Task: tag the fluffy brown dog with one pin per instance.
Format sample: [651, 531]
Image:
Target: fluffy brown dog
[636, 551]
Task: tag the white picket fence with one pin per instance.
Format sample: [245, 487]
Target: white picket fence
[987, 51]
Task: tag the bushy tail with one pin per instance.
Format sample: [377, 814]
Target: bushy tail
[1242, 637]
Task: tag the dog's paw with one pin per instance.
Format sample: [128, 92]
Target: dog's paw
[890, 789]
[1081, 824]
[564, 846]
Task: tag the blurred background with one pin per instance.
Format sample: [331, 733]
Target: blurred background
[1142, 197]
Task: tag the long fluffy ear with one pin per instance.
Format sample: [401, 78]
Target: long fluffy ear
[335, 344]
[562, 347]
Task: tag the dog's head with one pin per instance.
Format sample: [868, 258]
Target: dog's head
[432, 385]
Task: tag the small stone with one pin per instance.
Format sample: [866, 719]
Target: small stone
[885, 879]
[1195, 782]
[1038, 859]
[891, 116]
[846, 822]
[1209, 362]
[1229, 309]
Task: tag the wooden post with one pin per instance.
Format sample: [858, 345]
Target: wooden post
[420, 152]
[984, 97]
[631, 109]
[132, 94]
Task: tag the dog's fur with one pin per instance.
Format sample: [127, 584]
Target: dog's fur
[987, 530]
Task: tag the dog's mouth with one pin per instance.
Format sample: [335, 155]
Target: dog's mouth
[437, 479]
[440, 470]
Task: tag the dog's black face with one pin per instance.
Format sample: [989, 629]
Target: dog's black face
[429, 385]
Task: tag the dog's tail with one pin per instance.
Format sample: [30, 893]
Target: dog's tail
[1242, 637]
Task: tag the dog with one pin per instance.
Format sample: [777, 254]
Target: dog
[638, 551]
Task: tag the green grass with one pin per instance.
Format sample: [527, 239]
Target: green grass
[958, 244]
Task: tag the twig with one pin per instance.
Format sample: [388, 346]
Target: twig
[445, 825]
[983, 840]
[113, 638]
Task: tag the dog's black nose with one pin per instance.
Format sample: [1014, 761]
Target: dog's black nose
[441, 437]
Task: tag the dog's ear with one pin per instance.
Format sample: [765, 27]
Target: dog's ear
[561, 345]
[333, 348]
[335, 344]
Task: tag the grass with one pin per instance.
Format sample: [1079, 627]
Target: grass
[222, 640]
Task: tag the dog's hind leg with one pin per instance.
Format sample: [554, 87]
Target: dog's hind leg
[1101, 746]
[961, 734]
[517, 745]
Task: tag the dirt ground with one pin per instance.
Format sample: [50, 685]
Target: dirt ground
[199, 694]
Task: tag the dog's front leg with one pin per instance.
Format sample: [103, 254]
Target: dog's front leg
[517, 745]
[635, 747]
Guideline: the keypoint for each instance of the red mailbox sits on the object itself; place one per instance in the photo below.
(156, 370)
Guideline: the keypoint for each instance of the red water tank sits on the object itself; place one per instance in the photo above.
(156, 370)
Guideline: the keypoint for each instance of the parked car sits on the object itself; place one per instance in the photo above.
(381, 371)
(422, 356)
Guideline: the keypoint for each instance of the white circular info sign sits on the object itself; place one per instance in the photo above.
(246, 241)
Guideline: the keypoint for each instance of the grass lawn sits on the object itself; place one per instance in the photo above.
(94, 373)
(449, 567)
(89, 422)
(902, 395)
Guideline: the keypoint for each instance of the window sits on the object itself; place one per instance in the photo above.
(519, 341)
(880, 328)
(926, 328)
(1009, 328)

== Your task ==
Please reproduce the lines verbatim, starting with the one that contains "Guideline: the keypoint for each instance of the grass" and running through the final line, with both ends included.

== The response ==
Guideline: the keypoint for each instance of the grass lawn sits on the object itself; place one per instance in the photo above.
(94, 373)
(449, 567)
(89, 422)
(902, 395)
Guideline: the keypoint for each instance of the window sits on the object itself; place one per instance in the photo above.
(519, 341)
(880, 328)
(926, 328)
(1009, 328)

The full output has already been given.